**Exercise tasks:**
(A) Please retype the Mark Linkous passage, the stretch from "The house they’re" through "bustles with insects.".
(B) Answer these questions from the Mark Linkous passage, one per line:
(i) What year does Linkous give for the hollow-body guitar?
(ii) In what town and state is Linkous living at the time of the documentary?
(iii) What name does Linkous give his recording studio?
(C) Carry on the Mark Linkous passage from its last sentence.

**Document passage:**

= = = = = = =

In a 1998 documentary, Mark Linkous holds up an old hollow-body guitar. “This one...do you want to smell it?” he asks his interviewer, who’s standing somewhere behind the camera. “It smells so good.” She obliges, and asks what the smell is. “Just that old wood, old lady smell,” Linkous says in his slight drawl. “It belonged to an old lady who played it in church, that’s how I got this one. It’s 1960.”
The house they’re in is over a hundred years older, built in 1860 or 1840, Linkous isn’t sure. He’s living in Andersonville, Virginia, at this point, in an old farmhouse with his wife Teresa and a few dogs who scamper in and out of the frame. He’s got a recording studio he calls Static King set up in one of the rooms, insulated enough from the rest of the house that he can spend hours experimenting in there without Teresa hearing him. The camera pans across the studio. It’s a mess—gnarls of cables crisscrossing over old amplifiers, old tape decks, tiny Casio keyboards from the ’80s, scratched guitars stood up in the corner. It looks less like a recording studio and more like a patch of woods in the Virginia green outside, where vines dangle from trees and the grass bustles with insects.

= = = = = = =

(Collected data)

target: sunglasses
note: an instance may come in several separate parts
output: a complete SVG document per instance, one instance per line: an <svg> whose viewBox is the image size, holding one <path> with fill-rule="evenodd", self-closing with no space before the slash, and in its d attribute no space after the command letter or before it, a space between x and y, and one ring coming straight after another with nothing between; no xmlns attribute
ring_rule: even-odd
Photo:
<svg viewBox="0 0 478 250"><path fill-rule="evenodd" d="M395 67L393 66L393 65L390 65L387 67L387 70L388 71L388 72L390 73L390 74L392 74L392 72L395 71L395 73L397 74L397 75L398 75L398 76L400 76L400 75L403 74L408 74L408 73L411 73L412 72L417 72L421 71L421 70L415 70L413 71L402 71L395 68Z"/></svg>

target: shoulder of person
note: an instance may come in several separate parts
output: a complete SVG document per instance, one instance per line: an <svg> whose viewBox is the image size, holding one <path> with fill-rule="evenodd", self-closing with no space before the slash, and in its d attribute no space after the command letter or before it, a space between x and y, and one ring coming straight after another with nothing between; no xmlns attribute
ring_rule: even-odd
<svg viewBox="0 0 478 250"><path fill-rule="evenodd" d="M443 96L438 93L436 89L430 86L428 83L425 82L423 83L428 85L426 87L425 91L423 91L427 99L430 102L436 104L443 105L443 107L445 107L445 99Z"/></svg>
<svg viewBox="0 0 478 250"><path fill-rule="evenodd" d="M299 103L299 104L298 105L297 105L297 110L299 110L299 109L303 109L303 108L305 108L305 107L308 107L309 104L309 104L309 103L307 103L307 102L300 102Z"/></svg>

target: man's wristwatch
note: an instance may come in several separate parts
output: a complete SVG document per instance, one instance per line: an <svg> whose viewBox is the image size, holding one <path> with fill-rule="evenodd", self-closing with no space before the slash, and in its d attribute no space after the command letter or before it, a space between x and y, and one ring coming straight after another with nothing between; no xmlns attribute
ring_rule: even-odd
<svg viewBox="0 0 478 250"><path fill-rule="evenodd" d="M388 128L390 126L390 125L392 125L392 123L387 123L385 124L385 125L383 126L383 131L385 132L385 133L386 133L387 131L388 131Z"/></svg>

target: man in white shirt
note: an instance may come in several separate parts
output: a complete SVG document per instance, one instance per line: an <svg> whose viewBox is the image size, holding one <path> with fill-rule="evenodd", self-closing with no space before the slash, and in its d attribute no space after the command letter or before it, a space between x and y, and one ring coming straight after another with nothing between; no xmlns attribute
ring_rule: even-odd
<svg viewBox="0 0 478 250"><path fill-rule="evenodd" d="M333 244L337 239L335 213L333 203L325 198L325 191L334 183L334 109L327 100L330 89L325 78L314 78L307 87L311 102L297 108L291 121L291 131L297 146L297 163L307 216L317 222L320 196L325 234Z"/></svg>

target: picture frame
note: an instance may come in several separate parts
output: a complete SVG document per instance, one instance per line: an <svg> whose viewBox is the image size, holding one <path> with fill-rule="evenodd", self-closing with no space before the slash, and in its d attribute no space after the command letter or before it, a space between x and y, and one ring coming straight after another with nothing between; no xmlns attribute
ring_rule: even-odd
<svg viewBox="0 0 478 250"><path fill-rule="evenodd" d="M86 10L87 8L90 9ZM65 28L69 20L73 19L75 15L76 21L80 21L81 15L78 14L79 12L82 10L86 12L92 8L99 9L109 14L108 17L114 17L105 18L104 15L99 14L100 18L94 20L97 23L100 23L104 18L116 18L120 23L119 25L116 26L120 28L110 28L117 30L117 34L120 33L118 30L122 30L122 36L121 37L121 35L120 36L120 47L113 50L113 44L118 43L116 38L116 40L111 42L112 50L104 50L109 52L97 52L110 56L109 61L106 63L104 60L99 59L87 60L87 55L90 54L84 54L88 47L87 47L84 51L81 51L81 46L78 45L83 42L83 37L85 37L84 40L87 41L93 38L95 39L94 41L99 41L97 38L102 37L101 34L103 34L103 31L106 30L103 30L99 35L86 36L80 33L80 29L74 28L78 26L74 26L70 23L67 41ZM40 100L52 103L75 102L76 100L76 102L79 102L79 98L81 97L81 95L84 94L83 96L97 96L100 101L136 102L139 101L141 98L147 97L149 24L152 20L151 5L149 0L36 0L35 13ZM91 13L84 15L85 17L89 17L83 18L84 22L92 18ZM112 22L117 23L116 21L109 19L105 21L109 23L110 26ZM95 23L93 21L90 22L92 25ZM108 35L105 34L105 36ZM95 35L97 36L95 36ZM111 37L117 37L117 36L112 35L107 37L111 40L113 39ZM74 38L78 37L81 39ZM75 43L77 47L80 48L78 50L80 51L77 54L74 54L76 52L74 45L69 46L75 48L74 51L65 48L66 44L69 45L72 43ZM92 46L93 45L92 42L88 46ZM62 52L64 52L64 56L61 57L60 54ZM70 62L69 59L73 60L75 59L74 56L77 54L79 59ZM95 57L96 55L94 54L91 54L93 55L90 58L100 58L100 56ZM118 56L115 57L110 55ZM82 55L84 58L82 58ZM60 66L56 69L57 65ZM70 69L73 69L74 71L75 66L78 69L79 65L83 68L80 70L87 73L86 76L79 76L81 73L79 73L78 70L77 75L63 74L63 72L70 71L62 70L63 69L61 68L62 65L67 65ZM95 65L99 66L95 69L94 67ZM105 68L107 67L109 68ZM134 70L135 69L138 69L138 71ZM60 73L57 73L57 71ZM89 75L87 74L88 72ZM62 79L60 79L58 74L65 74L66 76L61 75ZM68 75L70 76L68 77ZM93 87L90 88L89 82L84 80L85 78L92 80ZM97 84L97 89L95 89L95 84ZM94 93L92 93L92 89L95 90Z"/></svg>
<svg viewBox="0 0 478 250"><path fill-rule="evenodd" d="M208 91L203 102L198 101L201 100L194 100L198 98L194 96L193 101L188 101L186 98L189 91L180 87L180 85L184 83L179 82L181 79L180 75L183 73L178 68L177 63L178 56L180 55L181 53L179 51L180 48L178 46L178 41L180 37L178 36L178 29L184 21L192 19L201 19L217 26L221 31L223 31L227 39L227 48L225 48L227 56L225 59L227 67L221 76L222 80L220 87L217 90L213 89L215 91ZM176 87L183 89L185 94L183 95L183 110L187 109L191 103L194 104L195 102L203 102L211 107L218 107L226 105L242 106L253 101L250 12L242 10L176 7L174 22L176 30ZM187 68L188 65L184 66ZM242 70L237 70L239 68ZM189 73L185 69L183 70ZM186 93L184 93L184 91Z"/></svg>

= = = = = = =

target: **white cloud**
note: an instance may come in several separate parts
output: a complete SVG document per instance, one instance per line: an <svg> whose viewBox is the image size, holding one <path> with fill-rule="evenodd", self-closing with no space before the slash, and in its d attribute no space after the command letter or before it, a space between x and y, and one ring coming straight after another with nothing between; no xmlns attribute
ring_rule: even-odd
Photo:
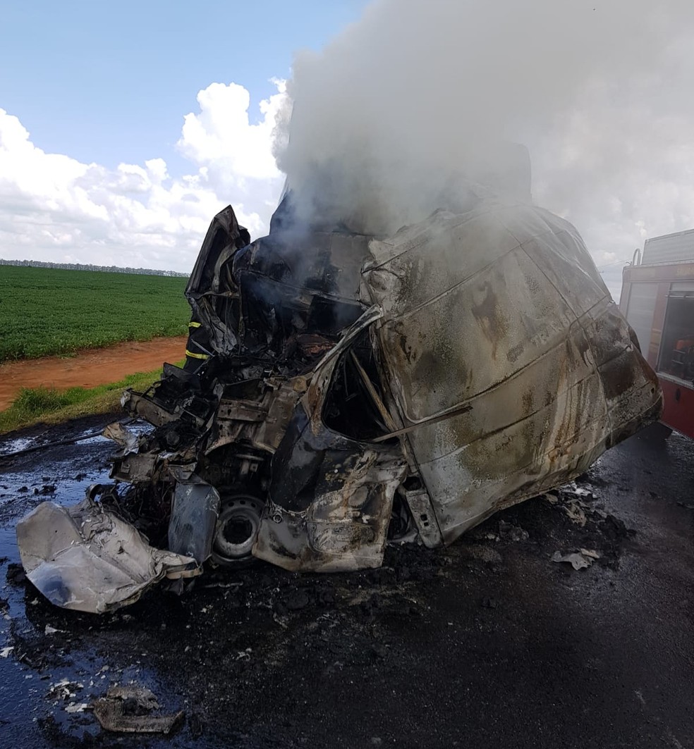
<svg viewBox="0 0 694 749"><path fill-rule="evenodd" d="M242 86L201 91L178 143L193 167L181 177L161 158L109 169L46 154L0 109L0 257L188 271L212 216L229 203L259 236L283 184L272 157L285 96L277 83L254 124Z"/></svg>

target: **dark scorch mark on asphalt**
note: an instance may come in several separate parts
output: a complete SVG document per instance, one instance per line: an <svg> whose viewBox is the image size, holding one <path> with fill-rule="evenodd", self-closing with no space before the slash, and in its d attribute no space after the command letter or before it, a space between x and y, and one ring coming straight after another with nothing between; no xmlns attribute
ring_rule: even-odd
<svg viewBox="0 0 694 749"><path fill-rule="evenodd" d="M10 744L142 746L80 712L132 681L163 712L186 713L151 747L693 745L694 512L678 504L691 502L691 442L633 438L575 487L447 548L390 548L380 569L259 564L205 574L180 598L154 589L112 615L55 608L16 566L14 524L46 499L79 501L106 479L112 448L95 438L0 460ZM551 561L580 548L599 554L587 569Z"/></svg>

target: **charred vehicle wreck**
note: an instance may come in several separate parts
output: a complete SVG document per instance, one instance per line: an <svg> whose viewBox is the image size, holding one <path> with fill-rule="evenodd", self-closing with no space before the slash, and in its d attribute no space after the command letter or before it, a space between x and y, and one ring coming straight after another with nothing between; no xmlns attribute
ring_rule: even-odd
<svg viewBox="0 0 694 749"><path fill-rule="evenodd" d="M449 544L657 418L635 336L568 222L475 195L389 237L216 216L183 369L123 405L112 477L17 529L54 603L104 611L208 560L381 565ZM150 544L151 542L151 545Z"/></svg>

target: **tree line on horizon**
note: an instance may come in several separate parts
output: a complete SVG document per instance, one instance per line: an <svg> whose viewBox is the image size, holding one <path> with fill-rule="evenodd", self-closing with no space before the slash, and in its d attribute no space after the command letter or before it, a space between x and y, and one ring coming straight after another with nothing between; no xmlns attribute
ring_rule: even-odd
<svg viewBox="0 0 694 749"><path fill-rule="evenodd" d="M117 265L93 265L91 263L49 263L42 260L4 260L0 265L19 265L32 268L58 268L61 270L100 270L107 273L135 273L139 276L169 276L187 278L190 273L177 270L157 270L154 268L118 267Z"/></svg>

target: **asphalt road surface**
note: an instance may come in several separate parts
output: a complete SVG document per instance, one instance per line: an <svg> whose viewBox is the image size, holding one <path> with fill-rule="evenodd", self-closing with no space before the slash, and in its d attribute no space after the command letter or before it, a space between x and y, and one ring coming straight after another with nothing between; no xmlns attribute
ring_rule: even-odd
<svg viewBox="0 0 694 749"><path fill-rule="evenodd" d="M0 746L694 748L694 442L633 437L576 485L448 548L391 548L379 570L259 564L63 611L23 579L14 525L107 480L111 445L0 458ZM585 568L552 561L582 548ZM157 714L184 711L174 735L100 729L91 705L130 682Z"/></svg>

= = = = = = =

**Responses for each task:**
(A)
The house they’re in is over a hundred years older, built in 1860 or 1840, Linkous isn’t sure. He’s living in Andersonville, Virginia, at this point, in an old farmhouse with his wife Teresa and a few dogs who scamper in and out of the frame. He’s got a recording studio he calls Static King set up in one of the rooms, insulated enough from the rest of the house that he can spend hours experimenting in there without Teresa hearing him. The camera pans across the studio. It’s a mess—gnarls of cables crisscrossing over old amplifiers, old tape decks, tiny Casio keyboards from the ’80s, scratched guitars stood up in the corner. It looks less like a recording studio and more like a patch of woods in the Virginia green outside, where vines dangle from trees and the grass bustles with insects.

(B)
(i) 1960
(ii) Andersonville, Virginia
(iii) Static King

(C)
Good Morning Spider, the 1998 album Linkous recorded in this 19th-century house, teems with a similar life. Its songs bleed in and out of each other: an organ drone ends one track and begins another; a strand of tape hiss winds through the work. You can hear machines starting up and stopping again, fingers squeaking across the frets of an acoustic guitar. Linkous had a tendency to sing close enough to the microphone that you could hear the spittle crackling off his teeth, like he’s whispering in your ear or through a tin can strung up with twine.
Linkous recorded the album, the story goes, after dying for the first time. He was opening for Radiohead on tour in England and after taking too much Valium, or alcohol, or heroin (he doesn’t remember and the story changes), he passed out in a London hotel room with his legs pinned underneath him. The potassium build-up stopped his heart once paramedics straightened his legs out, and he died for a minute or three; at the hospital, his tour manager was led to the grieving room where doctors would deliver bad news. But there was none, and Linkous got to live again. He even got to keep his legs, despite what the doctors told him when he woke up.